WRITTEN TASK: Retype all of the data below character for character, leaving the pictures out.

EXTRACTED MATERIAL:
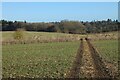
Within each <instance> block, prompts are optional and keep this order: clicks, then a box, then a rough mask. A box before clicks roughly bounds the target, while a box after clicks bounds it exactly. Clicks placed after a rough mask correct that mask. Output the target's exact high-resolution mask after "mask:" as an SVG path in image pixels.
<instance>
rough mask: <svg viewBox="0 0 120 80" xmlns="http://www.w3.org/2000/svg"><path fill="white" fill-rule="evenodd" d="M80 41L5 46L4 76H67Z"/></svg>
mask: <svg viewBox="0 0 120 80" xmlns="http://www.w3.org/2000/svg"><path fill="white" fill-rule="evenodd" d="M78 47H79V42H76V43H74V42H61V43H40V44H25V45H24V44H22V45H21V44H15V45H12V46H11V45H6V46H3V77H6V78H7V77H17V76H18V77H24V76H25V77H42V78H43V77H51V78H52V77H58V78H61V77H62V78H63V77H65V75H66V73H67V71H69V69H70V67H71V65H72V61H73V60H74V56H75V54H76V51H77V49H78Z"/></svg>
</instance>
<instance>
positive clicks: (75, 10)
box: [2, 2, 118, 22]
mask: <svg viewBox="0 0 120 80" xmlns="http://www.w3.org/2000/svg"><path fill="white" fill-rule="evenodd" d="M108 18H110V19H113V20H114V19H118V3H117V2H3V3H2V19H5V20H13V21H14V20H20V21H24V20H26V21H28V22H52V21H61V20H64V19H68V20H79V21H93V20H106V19H108Z"/></svg>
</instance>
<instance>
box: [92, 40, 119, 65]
mask: <svg viewBox="0 0 120 80" xmlns="http://www.w3.org/2000/svg"><path fill="white" fill-rule="evenodd" d="M93 44H94V46H95V47H96V49H97V50H98V52H99V53H100V55H101V56H102V58H104V59H105V60H107V61H110V62H112V63H117V61H118V40H98V41H94V42H93Z"/></svg>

EXPECTED ANSWER:
Within each <instance> block, prompts are optional and keep this order: clicks, then a box, then a rough mask. A box before clicks roughly bounds the target, while a box after clicks bounds it exactly. Clicks placed after a rough mask correct that mask. Output the target's exact high-resolution mask after "mask:" as an SVG path in image pixels.
<instance>
rough mask: <svg viewBox="0 0 120 80" xmlns="http://www.w3.org/2000/svg"><path fill="white" fill-rule="evenodd" d="M80 41L5 46L4 76H67Z"/></svg>
mask: <svg viewBox="0 0 120 80" xmlns="http://www.w3.org/2000/svg"><path fill="white" fill-rule="evenodd" d="M78 47H79V42H76V43H74V42H61V43H40V44H25V45H24V44H22V45H21V44H15V45H12V46H11V45H6V46H3V77H6V78H7V77H17V76H18V77H24V76H25V77H42V78H43V77H51V78H52V77H58V78H61V77H62V78H63V77H65V75H66V73H67V71H69V69H70V67H71V65H72V61H73V60H74V56H75V54H76V51H77V49H78Z"/></svg>
</instance>
<instance>
positive clicks: (75, 10)
box: [2, 2, 118, 22]
mask: <svg viewBox="0 0 120 80" xmlns="http://www.w3.org/2000/svg"><path fill="white" fill-rule="evenodd" d="M108 18H110V19H113V20H114V19H118V3H117V2H3V3H2V19H5V20H13V21H14V20H20V21H24V20H26V21H28V22H52V21H61V20H64V19H68V20H79V21H93V20H106V19H108Z"/></svg>
</instance>
<instance>
box: [92, 40, 119, 65]
mask: <svg viewBox="0 0 120 80" xmlns="http://www.w3.org/2000/svg"><path fill="white" fill-rule="evenodd" d="M93 44H94V46H95V47H96V49H97V50H98V52H99V53H100V55H101V56H102V58H104V59H105V60H107V61H110V62H112V63H117V61H118V40H98V41H94V42H93Z"/></svg>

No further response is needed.